### WORK INSTRUCTIONS:
The entries are to be output word for word, with the pictures omitted.

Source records
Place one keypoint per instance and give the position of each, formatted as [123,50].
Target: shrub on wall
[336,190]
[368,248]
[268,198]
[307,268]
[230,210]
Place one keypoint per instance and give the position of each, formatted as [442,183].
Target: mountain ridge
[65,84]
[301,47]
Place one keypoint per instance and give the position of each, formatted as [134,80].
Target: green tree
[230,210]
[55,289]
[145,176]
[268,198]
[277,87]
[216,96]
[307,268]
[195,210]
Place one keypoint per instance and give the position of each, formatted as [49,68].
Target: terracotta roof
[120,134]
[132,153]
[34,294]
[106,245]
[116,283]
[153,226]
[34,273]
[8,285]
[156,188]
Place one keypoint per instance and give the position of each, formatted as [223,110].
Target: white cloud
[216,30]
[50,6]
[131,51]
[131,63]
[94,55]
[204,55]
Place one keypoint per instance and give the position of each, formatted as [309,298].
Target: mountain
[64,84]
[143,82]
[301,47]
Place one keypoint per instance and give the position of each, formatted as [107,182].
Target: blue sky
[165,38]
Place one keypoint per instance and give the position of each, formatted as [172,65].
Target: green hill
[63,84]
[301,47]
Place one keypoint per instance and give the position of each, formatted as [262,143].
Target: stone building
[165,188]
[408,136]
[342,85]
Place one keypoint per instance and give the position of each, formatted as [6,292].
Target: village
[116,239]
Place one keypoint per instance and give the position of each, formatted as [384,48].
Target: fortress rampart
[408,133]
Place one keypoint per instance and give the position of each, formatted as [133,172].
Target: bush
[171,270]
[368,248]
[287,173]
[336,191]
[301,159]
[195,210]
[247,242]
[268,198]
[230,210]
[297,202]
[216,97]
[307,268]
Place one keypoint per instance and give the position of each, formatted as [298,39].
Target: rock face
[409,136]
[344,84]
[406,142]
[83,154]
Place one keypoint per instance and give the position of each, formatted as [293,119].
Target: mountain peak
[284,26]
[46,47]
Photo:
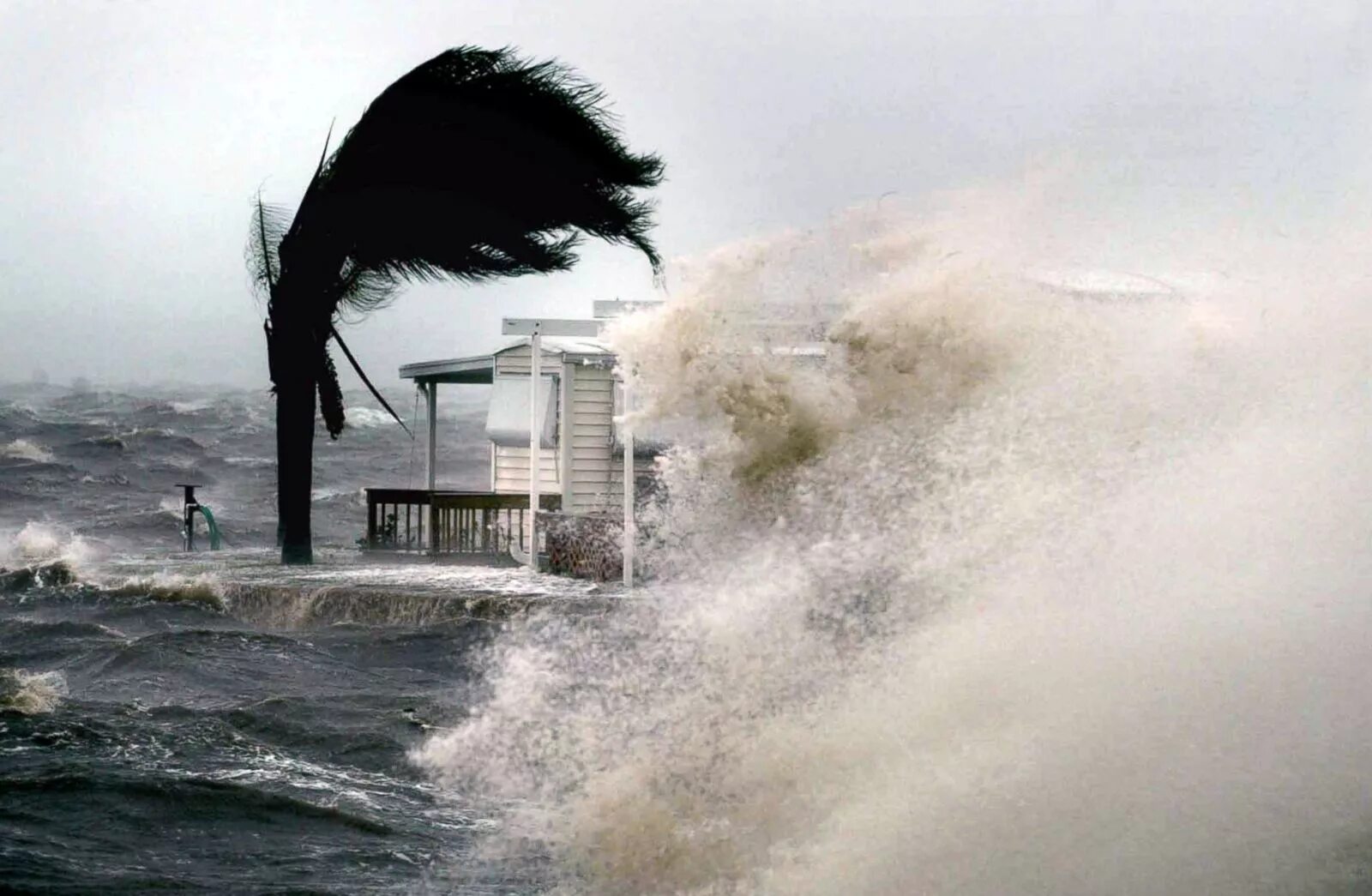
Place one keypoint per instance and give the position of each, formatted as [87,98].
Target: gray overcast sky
[134,136]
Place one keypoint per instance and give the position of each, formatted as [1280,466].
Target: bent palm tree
[475,165]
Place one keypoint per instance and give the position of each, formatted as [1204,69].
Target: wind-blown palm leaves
[475,165]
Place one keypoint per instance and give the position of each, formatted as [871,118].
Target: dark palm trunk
[292,350]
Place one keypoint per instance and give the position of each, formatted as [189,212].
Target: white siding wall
[594,479]
[509,466]
[593,408]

### EXPECTED OUTPUT:
Place one keypoint per instance and give the position of each, formatted as [123,50].
Target: shrub on wall
[336,190]
[368,248]
[268,198]
[307,268]
[230,210]
Place one keypoint per instance and give the position of each, formatted as [442,183].
Target: mountain ridge
[65,84]
[301,47]
Place one keypoint per instance and give the position of each, formatted as [134,80].
Target: green tree
[230,210]
[55,289]
[145,176]
[268,198]
[277,87]
[216,96]
[307,268]
[195,210]
Place one keypoint per instance and give the position of each, formatted as [49,68].
Target: terracotta roof
[120,134]
[132,153]
[34,294]
[106,245]
[116,283]
[153,226]
[34,273]
[8,285]
[156,188]
Place one keypoint per instance and give the position of each, formatted as [223,110].
Target: white cloud
[216,30]
[50,6]
[131,51]
[131,63]
[94,55]
[204,55]
Place one keypoint per instance and give the position of each, formatted as [309,298].
Target: mountain
[64,84]
[143,82]
[301,47]
Place one keypoint per instance and give the position of each, formatted as [107,182].
Target: blue sky
[165,38]
Place one keypoint per instance and give the position of each, formatted as [172,65].
Target: green hill
[63,84]
[301,47]
Place one keypoint per instance and give the position of each, formatted as [262,143].
Target: stone building
[165,188]
[408,136]
[342,85]
Place one keypoint per instance and give the position of each, formatted as [6,292].
Target: village
[116,239]
Place one keypoint per instance and give the position of each, formatted as [384,48].
Target: fortress rampart
[408,133]
Place one keypoint per instance and give the position of each, formatted as [133,172].
Target: bush
[171,270]
[368,248]
[287,173]
[336,191]
[301,159]
[195,210]
[247,242]
[268,198]
[230,210]
[297,202]
[216,97]
[307,268]
Place one keypoint per instance and give the position of each, formatted as [298,39].
Target: rock face
[409,136]
[344,84]
[406,142]
[83,154]
Place one keypoint per instance and give the position of each, formatted as [293,119].
Target: mountain peak
[284,26]
[46,47]
Photo:
Place one keypoint per instance and give the position of each, formatted as [87,98].
Target: gray overcast sky
[134,136]
Place one keypoint per instance and give the position of each, formatted as [1280,466].
Target: bent palm tree
[475,165]
Place one keypoint per instance and give the position of each, formatted as [1204,69].
Target: wind-blown palm leaves
[475,165]
Place one keypoint per instance and give the position of each, formatted as [871,118].
Target: dark palm trunk
[292,350]
Place one keypoint per instance and give the position of each, formatted as [189,212].
Target: white siding wall
[594,479]
[509,466]
[593,408]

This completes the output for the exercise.